**BRIEF**:
Look below for the line with "the boy's face", and from there restate every line word for word until the entries end.

-- START RECORDS PROVIDED --

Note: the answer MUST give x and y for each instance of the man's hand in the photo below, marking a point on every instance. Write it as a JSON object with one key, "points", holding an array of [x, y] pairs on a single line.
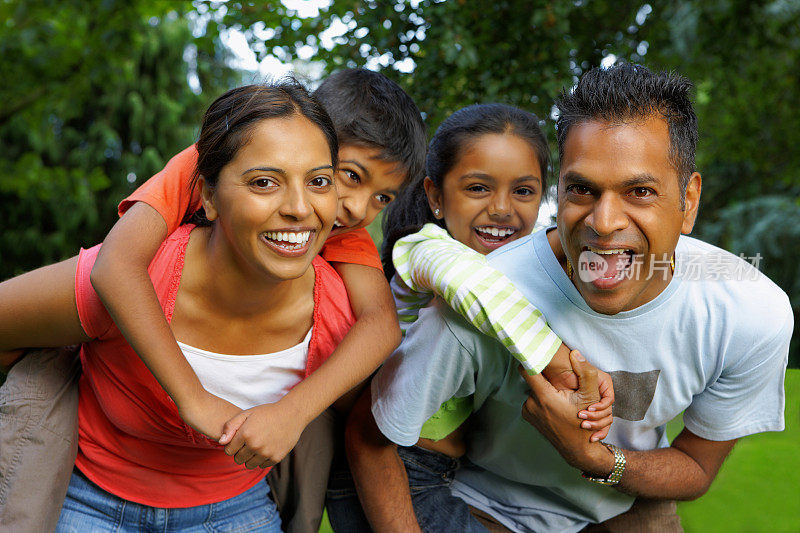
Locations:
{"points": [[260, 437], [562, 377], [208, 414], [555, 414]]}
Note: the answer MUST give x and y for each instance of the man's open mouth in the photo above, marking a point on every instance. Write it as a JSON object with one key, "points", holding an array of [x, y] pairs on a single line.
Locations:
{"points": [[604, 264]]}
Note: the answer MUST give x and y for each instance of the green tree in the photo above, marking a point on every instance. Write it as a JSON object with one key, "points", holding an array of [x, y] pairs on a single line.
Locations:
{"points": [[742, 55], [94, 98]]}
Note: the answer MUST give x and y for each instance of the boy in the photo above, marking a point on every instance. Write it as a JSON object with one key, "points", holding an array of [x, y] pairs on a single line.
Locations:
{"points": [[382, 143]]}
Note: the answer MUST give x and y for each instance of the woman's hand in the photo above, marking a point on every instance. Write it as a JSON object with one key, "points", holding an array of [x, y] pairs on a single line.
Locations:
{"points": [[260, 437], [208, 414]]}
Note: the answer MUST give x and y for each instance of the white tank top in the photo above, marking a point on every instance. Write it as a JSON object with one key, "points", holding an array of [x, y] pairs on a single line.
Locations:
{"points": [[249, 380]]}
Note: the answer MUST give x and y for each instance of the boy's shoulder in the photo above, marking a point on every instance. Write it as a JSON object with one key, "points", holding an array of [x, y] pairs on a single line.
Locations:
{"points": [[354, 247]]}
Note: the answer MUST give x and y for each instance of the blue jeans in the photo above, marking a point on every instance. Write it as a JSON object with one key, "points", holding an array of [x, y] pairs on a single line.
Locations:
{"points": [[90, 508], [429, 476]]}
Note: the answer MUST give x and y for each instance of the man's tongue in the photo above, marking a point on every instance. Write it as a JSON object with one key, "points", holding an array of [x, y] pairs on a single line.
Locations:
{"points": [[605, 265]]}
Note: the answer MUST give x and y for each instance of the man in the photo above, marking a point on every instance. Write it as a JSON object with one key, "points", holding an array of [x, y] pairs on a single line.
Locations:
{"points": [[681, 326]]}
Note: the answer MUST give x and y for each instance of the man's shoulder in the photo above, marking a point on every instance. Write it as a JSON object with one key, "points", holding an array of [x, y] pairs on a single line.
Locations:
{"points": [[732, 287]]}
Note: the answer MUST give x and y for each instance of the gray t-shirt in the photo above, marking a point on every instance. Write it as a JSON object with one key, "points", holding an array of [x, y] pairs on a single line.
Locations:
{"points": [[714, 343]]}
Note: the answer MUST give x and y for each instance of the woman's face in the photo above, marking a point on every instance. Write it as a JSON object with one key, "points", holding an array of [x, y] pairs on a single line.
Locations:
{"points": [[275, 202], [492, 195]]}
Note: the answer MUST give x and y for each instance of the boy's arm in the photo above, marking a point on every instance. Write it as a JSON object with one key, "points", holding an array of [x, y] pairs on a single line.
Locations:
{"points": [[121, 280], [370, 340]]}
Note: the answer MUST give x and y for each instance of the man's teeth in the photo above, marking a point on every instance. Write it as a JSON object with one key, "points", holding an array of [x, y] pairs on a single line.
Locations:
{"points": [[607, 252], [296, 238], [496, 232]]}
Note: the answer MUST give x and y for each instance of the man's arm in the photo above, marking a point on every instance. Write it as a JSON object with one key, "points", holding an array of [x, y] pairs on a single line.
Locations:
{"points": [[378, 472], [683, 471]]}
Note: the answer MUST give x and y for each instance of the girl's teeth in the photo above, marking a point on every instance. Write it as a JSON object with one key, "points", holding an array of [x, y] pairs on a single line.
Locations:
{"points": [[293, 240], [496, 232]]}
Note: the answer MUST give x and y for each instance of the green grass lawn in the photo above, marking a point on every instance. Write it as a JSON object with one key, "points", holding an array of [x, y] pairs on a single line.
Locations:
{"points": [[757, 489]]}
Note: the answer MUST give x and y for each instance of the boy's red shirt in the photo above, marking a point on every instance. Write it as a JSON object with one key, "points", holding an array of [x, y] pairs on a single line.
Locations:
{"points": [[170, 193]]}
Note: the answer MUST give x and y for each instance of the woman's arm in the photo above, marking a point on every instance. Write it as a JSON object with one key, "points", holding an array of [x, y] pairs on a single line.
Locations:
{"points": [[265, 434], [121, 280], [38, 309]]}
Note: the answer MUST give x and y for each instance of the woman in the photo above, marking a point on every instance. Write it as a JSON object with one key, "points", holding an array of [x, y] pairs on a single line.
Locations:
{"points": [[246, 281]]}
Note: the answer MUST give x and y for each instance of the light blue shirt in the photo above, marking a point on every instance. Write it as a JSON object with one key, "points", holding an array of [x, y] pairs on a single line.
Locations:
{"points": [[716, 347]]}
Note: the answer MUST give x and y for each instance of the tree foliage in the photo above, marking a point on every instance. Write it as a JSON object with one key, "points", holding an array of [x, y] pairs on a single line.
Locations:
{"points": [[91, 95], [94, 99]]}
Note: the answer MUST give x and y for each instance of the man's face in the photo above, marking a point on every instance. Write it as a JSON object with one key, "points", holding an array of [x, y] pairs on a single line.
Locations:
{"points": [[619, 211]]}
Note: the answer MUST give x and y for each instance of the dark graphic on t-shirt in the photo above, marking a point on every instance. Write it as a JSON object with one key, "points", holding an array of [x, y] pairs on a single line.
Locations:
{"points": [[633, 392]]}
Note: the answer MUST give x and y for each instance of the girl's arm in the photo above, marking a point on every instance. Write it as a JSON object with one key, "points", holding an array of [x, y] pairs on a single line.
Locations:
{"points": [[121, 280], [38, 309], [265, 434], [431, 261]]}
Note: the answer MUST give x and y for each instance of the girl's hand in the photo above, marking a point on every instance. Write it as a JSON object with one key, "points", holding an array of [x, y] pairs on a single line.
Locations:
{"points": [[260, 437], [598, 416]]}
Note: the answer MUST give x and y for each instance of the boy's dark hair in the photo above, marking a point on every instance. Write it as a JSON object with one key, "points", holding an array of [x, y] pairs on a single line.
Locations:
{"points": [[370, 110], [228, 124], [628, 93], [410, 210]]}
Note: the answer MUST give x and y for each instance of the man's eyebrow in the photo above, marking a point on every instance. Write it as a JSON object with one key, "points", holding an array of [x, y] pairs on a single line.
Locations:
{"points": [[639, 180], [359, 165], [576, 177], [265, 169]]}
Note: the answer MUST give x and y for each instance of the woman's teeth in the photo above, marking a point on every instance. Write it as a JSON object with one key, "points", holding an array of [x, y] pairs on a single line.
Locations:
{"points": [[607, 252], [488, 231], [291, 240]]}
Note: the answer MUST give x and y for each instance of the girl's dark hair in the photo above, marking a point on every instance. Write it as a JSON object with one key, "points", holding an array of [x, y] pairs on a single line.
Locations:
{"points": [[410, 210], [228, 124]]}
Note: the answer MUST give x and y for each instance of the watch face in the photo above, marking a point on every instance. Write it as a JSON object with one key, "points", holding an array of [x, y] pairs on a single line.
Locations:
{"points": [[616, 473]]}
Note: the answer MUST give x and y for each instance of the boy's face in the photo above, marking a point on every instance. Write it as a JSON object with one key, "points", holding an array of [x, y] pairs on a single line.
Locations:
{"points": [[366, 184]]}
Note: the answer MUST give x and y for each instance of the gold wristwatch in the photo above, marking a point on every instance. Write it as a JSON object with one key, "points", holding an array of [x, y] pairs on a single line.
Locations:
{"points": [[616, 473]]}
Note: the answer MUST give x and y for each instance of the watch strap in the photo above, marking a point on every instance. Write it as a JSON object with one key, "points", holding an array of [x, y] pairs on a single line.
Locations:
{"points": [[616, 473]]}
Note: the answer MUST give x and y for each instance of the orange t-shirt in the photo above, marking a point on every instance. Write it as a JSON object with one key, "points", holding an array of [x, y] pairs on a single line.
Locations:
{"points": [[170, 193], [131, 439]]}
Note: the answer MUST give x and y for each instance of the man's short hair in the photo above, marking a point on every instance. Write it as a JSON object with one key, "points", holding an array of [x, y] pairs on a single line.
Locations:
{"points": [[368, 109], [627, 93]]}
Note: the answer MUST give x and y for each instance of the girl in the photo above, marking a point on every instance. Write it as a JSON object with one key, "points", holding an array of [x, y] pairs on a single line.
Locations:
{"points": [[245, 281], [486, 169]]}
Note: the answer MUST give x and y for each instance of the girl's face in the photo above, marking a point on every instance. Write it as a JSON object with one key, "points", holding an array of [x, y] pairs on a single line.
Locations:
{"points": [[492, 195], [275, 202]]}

-- END RECORDS PROVIDED --

**RESULT OF THIS EXERCISE**:
Note: the answer MUST give x and y for each instance of the boy's face in the photo above, marking a point on every instance. Write it as a JSON object with one key, "points", holding an array of [x, y] pairs on a single line.
Locations:
{"points": [[366, 184]]}
Note: the answer MUST give x and y for each instance of the gold wristwatch in the photo above, marking a point on every instance. Write it as a JSON object with one key, "points", holding an array of [x, y] pairs on a single line.
Locations:
{"points": [[616, 473]]}
Note: the answer MUST give x and y for each instance of the watch strap in the photo above, marking a point on every instance. Write it as a JSON object with one key, "points", holding an array of [x, y] pairs on a single line.
Locations:
{"points": [[616, 473]]}
Note: the answer MUST give x and y for each instance of the orange t-shirt in the photo above, marking a point on every instance. Write it as a JSON object with one key, "points", holding an array of [x, y] pairs on a single line.
Locations:
{"points": [[170, 193], [131, 439]]}
Note: the answer MUST give x and y for each instance of the man's short hair in the photo above, marking a point on every instance. Write it as a JSON object with one key, "points", holding an array of [x, y] pairs on a single line.
Locations:
{"points": [[368, 109], [627, 93]]}
Note: the answer MUST give x and y for each instance of the girl in the photo above, marking a point on every instance. Write it as a JSON object with one key, "points", holding an array of [x, y] pairs on a single line.
Locations:
{"points": [[245, 281], [486, 169]]}
Note: the answer MUST give x and y for each instance of the girl's face in the photo above, marking a point on every instance. Write it as a JSON object with one key, "points", holding an array of [x, y] pairs on a single line.
Locations:
{"points": [[492, 195], [275, 202]]}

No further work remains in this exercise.